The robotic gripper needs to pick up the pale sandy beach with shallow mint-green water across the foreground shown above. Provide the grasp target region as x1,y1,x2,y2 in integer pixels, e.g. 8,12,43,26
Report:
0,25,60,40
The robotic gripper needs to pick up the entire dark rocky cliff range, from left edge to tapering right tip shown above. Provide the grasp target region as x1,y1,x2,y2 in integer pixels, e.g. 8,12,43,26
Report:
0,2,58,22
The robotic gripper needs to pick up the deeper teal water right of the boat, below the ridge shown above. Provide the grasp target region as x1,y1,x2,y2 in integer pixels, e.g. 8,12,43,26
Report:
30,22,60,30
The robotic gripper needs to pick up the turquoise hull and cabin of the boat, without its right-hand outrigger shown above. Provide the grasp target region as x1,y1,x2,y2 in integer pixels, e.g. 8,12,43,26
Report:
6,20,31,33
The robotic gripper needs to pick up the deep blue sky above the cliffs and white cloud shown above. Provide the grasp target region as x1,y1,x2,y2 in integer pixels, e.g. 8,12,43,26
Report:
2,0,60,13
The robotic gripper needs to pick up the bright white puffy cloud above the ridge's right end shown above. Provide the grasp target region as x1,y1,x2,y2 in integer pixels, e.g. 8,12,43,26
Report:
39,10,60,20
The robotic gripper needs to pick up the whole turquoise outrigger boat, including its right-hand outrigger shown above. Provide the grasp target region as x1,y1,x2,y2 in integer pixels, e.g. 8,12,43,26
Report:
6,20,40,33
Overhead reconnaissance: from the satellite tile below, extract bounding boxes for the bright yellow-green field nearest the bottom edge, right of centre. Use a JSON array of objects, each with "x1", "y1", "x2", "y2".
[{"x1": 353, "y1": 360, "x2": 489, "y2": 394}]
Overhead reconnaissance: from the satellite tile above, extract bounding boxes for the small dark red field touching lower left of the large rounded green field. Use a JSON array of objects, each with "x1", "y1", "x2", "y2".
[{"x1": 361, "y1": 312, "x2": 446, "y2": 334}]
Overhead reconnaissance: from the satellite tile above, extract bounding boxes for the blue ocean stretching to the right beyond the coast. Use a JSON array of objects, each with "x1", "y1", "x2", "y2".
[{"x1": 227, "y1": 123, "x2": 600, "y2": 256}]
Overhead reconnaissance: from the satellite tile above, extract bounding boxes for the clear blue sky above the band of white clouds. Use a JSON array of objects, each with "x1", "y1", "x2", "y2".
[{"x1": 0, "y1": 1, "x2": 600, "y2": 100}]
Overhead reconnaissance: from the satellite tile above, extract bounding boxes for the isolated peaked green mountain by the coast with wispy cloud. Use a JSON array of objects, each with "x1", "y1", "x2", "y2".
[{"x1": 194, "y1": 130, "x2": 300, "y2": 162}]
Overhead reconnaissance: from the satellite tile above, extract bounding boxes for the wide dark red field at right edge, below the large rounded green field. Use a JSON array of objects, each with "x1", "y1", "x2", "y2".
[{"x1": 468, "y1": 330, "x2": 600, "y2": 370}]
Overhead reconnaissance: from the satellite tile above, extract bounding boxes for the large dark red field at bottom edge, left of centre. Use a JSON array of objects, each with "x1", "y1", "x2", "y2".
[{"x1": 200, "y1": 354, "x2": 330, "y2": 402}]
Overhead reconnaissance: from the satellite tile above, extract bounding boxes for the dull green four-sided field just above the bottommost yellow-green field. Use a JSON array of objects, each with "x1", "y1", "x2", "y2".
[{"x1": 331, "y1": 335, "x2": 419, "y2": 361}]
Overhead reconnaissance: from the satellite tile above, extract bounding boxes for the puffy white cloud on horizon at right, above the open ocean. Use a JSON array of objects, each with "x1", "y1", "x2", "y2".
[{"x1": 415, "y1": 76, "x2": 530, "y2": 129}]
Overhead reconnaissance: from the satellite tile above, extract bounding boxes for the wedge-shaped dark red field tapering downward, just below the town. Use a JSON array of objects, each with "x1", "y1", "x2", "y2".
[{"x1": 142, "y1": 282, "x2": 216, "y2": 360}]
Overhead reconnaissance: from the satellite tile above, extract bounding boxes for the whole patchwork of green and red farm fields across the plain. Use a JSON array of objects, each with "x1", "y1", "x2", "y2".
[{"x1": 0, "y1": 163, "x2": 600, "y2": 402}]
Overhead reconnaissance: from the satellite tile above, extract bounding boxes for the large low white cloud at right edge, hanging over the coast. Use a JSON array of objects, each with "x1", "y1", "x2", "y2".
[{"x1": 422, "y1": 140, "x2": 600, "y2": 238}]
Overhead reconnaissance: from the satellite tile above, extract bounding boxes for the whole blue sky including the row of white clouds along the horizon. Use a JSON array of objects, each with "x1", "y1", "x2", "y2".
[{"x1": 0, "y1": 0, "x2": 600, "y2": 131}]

# INSTRUCTIONS FOR THE TASK
For each line of the material that includes the word "hand", make a copy.

# RESPONSE AREA
The robotic gripper needs to pick up the turquoise hull and cabin of the boat, without its right-hand outrigger shown above. Provide the grasp target region as x1,y1,x2,y2 in integer pixels, e.g. 8,12,43,26
The robotic gripper needs to pick up the whole turquoise outrigger boat, including its right-hand outrigger shown above. Provide the grasp target region as x1,y1,x2,y2 in integer pixels, e.g. 8,12,43,26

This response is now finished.